=== Short exercise ===
Reproduce everything from the start of the material down to and including the line containing "[427,88,526,365]", with "Box coordinates" renamed to "Bounding box positions" and nothing else altered.

-------- Rows --------

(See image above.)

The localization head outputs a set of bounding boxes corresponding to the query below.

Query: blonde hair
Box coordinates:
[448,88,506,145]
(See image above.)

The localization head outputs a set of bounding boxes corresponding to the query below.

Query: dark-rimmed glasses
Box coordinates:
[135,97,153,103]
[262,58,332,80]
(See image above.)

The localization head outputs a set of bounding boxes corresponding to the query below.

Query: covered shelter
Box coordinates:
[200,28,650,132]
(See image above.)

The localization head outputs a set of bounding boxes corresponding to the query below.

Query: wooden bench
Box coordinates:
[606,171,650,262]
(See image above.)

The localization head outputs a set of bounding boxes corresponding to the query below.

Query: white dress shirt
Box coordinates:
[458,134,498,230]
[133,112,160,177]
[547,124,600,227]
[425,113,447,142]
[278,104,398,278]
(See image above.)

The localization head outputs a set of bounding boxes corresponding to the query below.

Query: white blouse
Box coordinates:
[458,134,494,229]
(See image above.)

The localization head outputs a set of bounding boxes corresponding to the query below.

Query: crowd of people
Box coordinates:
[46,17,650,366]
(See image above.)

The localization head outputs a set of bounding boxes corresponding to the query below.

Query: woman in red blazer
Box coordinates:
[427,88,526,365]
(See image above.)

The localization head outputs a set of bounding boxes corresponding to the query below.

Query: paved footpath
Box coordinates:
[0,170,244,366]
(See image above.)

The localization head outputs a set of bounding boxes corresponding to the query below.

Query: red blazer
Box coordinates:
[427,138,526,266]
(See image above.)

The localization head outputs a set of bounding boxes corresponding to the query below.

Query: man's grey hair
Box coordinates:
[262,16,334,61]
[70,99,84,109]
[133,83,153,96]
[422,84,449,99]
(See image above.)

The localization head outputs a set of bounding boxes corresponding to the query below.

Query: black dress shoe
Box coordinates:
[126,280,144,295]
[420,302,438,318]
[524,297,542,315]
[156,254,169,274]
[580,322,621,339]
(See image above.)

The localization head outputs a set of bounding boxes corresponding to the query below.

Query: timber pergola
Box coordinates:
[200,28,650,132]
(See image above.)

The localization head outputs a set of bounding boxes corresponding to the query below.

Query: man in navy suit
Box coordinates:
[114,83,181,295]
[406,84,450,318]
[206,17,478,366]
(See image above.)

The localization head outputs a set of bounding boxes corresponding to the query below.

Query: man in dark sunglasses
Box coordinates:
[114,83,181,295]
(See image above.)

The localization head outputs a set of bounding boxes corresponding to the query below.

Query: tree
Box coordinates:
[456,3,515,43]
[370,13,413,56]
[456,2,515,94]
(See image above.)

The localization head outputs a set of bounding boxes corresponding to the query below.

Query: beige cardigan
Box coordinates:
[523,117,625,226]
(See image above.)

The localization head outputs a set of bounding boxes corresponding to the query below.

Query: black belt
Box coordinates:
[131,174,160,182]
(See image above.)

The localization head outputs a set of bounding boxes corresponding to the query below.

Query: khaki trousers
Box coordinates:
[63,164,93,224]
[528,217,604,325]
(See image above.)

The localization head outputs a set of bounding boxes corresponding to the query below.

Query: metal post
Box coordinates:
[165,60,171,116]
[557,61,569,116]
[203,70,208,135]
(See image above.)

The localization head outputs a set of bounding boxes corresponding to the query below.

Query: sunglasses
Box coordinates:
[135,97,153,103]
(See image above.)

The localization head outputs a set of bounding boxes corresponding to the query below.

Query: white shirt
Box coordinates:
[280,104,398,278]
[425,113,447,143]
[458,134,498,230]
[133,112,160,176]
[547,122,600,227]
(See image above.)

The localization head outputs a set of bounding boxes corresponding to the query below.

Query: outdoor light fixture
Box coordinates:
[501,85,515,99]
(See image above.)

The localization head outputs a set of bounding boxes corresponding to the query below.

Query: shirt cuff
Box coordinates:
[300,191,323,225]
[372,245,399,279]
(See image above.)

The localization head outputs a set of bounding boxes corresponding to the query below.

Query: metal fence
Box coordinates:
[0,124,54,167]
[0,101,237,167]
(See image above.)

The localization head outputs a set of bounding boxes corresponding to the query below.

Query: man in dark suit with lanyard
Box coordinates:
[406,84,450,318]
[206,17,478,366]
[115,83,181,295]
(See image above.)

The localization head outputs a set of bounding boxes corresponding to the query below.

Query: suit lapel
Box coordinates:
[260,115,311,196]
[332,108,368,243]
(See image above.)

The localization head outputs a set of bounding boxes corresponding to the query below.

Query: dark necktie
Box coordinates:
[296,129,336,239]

--------

=== Response for this exercise ===
(See image above.)

The localization head outputs a set of bounding boxes corresponding to the query below.

Query: blonde hair
Bounding box positions:
[448,88,506,145]
(See image above.)

The localization head outputs a set of bounding boxes corresponding to the query below.

Query: dark-rimmed glasses
Bounding box positions:
[135,97,153,103]
[262,58,332,80]
(See image above.)

The localization head outputs a set of bounding boxes corresponding to the query below.

Query: covered shelter
Bounding box positions:
[200,28,650,132]
(See image above.)

The localization head outputs a set of bounding boxes corresponding to the query below.

Query: wooden bench
Bounding box positions:
[606,171,650,262]
(See image above.)

The localization head outputs a set of bounding boxes corresponding to the query below.

Query: white dress shirt
Bounding box positions:
[458,134,498,230]
[133,112,160,177]
[547,124,600,227]
[425,113,447,142]
[278,104,398,278]
(See image above.)

The localization head outputs a set of bounding boxes corresponding to the query below.

Query: white blouse
Bounding box positions:
[458,134,494,229]
(See image above.)

The localization head outputs a set of bounding boxes corresponding to the query below.

Query: crowd of people
Bounding box positions:
[46,17,650,366]
(See image above.)

The localization head outputs a set of bounding boxes corresponding to the query below.

Query: woman in red blazer
Bounding box positions:
[427,88,526,365]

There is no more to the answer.